(EXERCISE DIRECTIONS)
Some entries follow. Reproduce exactly the lines starting at the one with "# place a dot on each instance of the semic" and stopping after the one with "# place a dot on each instance of the white apartment".

Records contained in a dataset:

BEGIN

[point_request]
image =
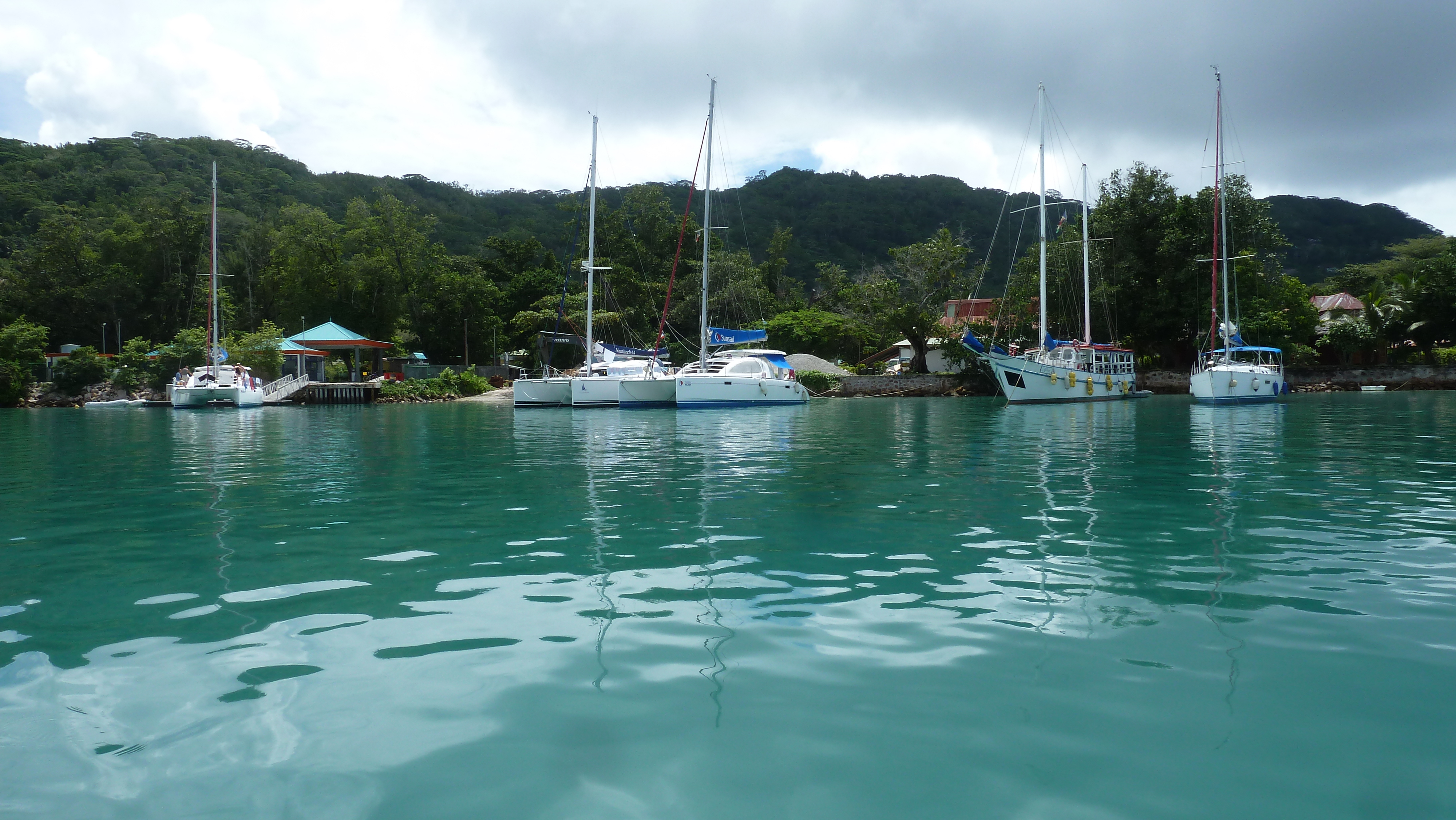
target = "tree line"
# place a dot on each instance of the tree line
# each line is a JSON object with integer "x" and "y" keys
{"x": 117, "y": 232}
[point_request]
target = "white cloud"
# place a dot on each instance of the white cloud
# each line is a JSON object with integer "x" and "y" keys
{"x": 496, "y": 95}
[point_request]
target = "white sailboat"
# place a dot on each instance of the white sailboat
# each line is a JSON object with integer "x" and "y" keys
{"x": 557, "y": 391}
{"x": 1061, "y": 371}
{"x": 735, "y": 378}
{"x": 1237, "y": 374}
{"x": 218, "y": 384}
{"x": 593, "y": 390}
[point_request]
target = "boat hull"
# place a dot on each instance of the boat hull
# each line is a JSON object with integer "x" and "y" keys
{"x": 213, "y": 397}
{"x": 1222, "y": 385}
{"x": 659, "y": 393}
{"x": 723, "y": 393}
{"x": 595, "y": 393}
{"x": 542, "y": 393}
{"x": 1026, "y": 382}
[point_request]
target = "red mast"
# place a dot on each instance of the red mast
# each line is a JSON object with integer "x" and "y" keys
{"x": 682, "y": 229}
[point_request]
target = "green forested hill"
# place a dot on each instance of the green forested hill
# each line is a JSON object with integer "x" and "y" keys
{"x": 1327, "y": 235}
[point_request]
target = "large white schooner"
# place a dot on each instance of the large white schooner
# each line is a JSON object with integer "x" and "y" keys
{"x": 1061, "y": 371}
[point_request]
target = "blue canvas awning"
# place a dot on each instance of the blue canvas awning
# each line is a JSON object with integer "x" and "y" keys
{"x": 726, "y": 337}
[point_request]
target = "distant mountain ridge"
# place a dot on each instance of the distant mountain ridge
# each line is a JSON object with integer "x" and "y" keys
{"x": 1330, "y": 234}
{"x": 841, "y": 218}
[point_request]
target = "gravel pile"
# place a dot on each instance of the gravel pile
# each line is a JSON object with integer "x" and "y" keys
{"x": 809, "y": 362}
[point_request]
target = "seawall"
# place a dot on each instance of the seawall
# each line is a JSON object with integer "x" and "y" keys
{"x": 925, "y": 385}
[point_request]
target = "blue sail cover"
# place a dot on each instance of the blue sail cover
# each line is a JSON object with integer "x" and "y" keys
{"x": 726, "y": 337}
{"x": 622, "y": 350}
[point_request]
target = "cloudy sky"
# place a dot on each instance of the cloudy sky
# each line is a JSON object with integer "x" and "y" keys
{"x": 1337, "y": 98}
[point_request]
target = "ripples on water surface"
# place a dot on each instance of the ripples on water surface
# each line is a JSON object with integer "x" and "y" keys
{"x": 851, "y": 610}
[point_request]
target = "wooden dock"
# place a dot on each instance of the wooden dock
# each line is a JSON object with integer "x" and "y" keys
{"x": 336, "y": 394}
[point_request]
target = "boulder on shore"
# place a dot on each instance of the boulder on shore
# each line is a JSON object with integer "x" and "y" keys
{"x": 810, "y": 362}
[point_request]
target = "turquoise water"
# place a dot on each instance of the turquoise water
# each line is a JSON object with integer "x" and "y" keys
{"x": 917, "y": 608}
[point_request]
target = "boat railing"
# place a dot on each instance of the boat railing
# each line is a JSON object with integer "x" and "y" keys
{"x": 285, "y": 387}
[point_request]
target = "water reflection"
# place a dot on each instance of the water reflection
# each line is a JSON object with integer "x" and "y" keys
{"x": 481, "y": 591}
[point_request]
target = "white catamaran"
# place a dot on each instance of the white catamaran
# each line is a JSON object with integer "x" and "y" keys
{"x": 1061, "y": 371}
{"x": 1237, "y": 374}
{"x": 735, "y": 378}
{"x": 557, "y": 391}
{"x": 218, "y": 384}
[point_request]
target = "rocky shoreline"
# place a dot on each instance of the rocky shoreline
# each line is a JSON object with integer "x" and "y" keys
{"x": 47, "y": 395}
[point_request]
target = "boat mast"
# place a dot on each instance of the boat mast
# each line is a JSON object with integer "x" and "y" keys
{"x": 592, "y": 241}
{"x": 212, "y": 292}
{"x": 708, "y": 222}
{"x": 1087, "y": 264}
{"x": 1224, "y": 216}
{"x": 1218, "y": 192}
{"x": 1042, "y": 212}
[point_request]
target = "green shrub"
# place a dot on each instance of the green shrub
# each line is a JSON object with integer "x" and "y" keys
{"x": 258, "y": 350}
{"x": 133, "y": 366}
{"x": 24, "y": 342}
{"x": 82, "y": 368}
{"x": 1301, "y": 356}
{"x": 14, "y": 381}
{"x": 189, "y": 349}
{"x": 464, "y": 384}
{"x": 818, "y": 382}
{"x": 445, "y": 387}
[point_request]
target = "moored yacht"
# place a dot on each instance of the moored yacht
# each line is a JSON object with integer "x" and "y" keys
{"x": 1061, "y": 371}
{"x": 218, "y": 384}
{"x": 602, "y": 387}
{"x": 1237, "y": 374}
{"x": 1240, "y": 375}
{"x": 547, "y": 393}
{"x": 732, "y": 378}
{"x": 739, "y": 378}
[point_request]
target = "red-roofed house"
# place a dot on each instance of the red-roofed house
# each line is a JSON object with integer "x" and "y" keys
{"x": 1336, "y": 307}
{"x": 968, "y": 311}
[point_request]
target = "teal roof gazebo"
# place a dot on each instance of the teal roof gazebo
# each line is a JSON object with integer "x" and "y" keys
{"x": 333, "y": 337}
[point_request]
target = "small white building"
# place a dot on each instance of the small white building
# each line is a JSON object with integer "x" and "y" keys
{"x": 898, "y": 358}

END
BEGIN

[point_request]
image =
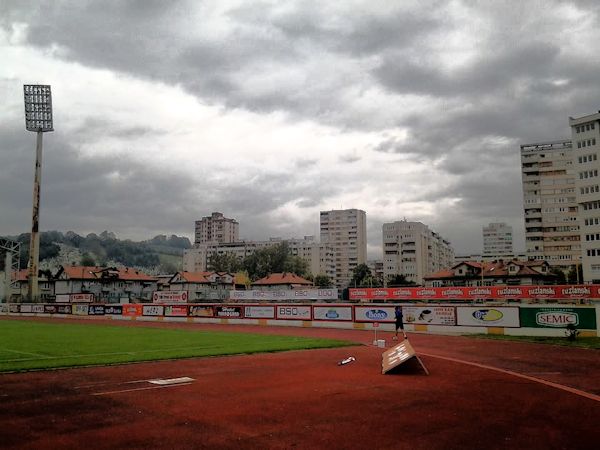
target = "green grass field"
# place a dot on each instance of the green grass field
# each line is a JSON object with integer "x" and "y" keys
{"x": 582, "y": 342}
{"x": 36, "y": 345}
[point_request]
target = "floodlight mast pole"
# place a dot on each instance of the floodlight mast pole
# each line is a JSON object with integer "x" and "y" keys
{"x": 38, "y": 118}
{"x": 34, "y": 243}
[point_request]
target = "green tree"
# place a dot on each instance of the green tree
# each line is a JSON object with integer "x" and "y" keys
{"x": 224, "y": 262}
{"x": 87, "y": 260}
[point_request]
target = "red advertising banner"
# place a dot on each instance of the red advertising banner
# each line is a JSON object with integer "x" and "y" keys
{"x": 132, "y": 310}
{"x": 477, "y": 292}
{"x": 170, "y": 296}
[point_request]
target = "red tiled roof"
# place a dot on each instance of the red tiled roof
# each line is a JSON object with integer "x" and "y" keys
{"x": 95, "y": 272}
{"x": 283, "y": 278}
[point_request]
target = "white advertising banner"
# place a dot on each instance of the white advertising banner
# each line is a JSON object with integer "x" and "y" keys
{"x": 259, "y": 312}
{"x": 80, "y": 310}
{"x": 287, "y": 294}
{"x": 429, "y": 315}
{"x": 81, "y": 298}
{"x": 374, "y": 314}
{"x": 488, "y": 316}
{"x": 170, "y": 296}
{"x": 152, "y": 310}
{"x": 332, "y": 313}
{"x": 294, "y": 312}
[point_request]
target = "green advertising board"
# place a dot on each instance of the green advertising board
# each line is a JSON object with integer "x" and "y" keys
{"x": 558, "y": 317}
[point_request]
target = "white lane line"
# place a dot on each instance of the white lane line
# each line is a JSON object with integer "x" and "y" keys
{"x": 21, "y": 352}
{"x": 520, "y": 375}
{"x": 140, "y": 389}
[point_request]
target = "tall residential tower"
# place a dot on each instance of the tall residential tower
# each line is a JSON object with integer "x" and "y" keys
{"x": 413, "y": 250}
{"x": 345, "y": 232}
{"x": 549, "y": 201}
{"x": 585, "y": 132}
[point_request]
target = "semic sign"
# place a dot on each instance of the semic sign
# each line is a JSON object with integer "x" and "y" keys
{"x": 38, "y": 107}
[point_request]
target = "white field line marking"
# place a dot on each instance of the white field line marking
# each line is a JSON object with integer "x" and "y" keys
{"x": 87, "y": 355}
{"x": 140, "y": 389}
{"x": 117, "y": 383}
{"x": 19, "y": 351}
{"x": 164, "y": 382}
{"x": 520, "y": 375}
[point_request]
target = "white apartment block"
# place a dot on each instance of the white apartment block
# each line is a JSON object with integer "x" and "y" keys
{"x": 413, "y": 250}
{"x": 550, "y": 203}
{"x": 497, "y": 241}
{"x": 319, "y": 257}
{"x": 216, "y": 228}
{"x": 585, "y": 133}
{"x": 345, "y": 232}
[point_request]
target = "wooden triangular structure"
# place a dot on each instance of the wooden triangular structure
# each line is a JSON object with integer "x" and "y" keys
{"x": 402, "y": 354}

END

(TASK RESPONSE)
# place a dot on each instance of the semic sign
# each line is a JSON object with integer "x" and "y" keys
{"x": 38, "y": 107}
[point_request]
target = "white field line marking"
# place a dot on each instance of the white field line marking
# each line is a JSON object with integer "x" and "y" keys
{"x": 87, "y": 355}
{"x": 140, "y": 389}
{"x": 117, "y": 383}
{"x": 19, "y": 351}
{"x": 164, "y": 382}
{"x": 520, "y": 375}
[point_request]
target = "white apartment block"
# place a dot on each instance of the white apartment block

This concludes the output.